5 Things You Probably Didn't Know About Airplane Dining
The Portuguese-American chef George Mendes lifts the veil on airplane cooking after designing a menu for TAP Air Portugal.
We can all agree that airplane food tastes different—but why? Well, for one, it’s made differently. Chef George Mendes, of NYC’s Aldea, was recently tapped to design a menu for TAP Air Portugal as part of their new program recruiting Michelin-starred Portuguese chefs (including Jose Avillez, Rui Paula, Rui Silvestre, Miguel Laffan, and Henrique Sa Passoa) to serve their food on business-class flights from JFK to Lisbon.
We chatted with Mendes about how a chef goes about making food for an airplane that tastes good, but also feels comfortable to the weary, jet-lagged, dehydrated traveler. (You won't see any foams, for example.)
Below, five ways that air food differs from land food:
It’s only cooked halfway before boarding the plane.
That’s right—the food finishes cooking on the airplane, while you’re in the sky, after being placed in "blastingly hot" mini ovens. This ensures that the food isn't dried out when you eat it.
"They are sliding trays of food into a really, really hot oven that blasts your food in a very short amount of time," said Mendes. "We had to make sure that the food was able to handle the blasting heat like that, so customers didn’t get dry food and still maintained its identity and beauty." That's why the fish and chicken dishes are undercooked when they get on the plane.
Green vegetables don't work so well, as they dry out easily in the intense heat.
"I stayed away with green vegetables," Mendes said, instead opting for dishes that could handle the oven. One of his dishes, the mushroom stew with the beef, was perfect for this setting.
"I wanted it to be the stew that could handle being reheated," he said. "The white button mushroom stew was in my cookbook, and it was perfect for in-flight. It's very soulful; it's a recipe my mom would make back home."
It has way more salt and seasoning.
Because flavors taste less pronounced at higher altitudes, Mendes had to up the salt content in his dishes significantly.
"We did increase salinity," he said, noting that the dishes would taste super-salty underground, but that they don't in the air. "Your palate definitely changes when you’re 30,000 feet in the air."

[WHAT TO WORK ON]
(a) Translate this sentence from the airplane dining article into Spanish: "Green vegetables don't work so well, as they dry out easily in the intense heat."
(b) Please write the next part of the airplane dining article, starting right after its final sentence.
You won't need the records for anything here.

[LISTED RECORDS]
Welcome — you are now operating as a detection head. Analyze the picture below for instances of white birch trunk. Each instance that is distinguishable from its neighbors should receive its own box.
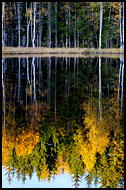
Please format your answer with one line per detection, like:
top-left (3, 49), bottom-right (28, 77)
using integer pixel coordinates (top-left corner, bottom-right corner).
top-left (32, 2), bottom-right (36, 48)
top-left (17, 2), bottom-right (21, 47)
top-left (39, 8), bottom-right (43, 47)
top-left (47, 57), bottom-right (51, 108)
top-left (74, 7), bottom-right (77, 48)
top-left (121, 58), bottom-right (124, 113)
top-left (2, 2), bottom-right (5, 47)
top-left (55, 57), bottom-right (57, 117)
top-left (48, 2), bottom-right (51, 48)
top-left (18, 58), bottom-right (21, 102)
top-left (26, 2), bottom-right (30, 47)
top-left (2, 58), bottom-right (6, 129)
top-left (66, 5), bottom-right (68, 47)
top-left (55, 2), bottom-right (58, 48)
top-left (69, 3), bottom-right (71, 48)
top-left (32, 57), bottom-right (36, 101)
top-left (30, 2), bottom-right (32, 39)
top-left (122, 2), bottom-right (124, 49)
top-left (99, 2), bottom-right (103, 50)
top-left (119, 2), bottom-right (122, 49)
top-left (99, 55), bottom-right (102, 120)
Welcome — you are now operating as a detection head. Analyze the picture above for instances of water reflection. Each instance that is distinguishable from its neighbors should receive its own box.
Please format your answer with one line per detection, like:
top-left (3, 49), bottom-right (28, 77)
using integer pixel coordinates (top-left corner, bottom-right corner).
top-left (2, 57), bottom-right (124, 188)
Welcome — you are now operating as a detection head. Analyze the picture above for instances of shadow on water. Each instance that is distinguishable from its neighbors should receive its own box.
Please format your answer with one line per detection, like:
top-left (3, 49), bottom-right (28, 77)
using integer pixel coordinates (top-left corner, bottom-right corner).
top-left (2, 56), bottom-right (124, 188)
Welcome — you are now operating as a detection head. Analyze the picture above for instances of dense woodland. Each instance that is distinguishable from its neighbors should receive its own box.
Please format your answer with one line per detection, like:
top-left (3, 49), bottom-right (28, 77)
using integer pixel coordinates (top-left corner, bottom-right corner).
top-left (2, 2), bottom-right (124, 48)
top-left (2, 57), bottom-right (124, 188)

[ANSWERS BY ITEM NUMBER]
(a) Las verduras verdes no funcionan tan bien, ya que se resecan fácilmente con el calor intenso.

(b)
It can't be *too* out-of-the-box.
"We wanted to please the public with the normal approachable chicken and beef and vegetarians preparations that we’re used to and want on flights: nothing too out-of-the-box," said the chef. "I took those proteins and embellished them in ways that were very Portuguese in nature. For fish, we went with salt cod, we did a chicken preparation, and a beef preparation, and we went to the basic Portuguese pantry that most represented traditional Portuguese cooking: olive oil, parsley, cilantro, paprika, garlic, black olives, potatoes, meats that are marinated."
Garnishes are usually a no-go.
Obviously, flight attendants aren't plating the food; "Everything you put on the plate is how it's served," said Mendes. And garnishes don't do so well in the oven, where their freshness is zapped.
Similarly, chef Christophe Langrée, who also designs menus for airplanes, said, "I don’t garnish with fresh vegetables because I know the dish will be warmed in the oven before being served,” adding that cherry tomatoes make the dish watery when heated.
When Mendes flies – and he tries to get to Portugal at least twice a year – he usually orders the standard proteins.
"The kind of mood I'm in – I'm pretty tired and pretty hungry after getting myself to the airport," he said. "More often than not, I stick with chicken or beef."
Mendes’ food will be available on TAP Air Portugal business-class flights from JFK to Lisbon until the end of the year.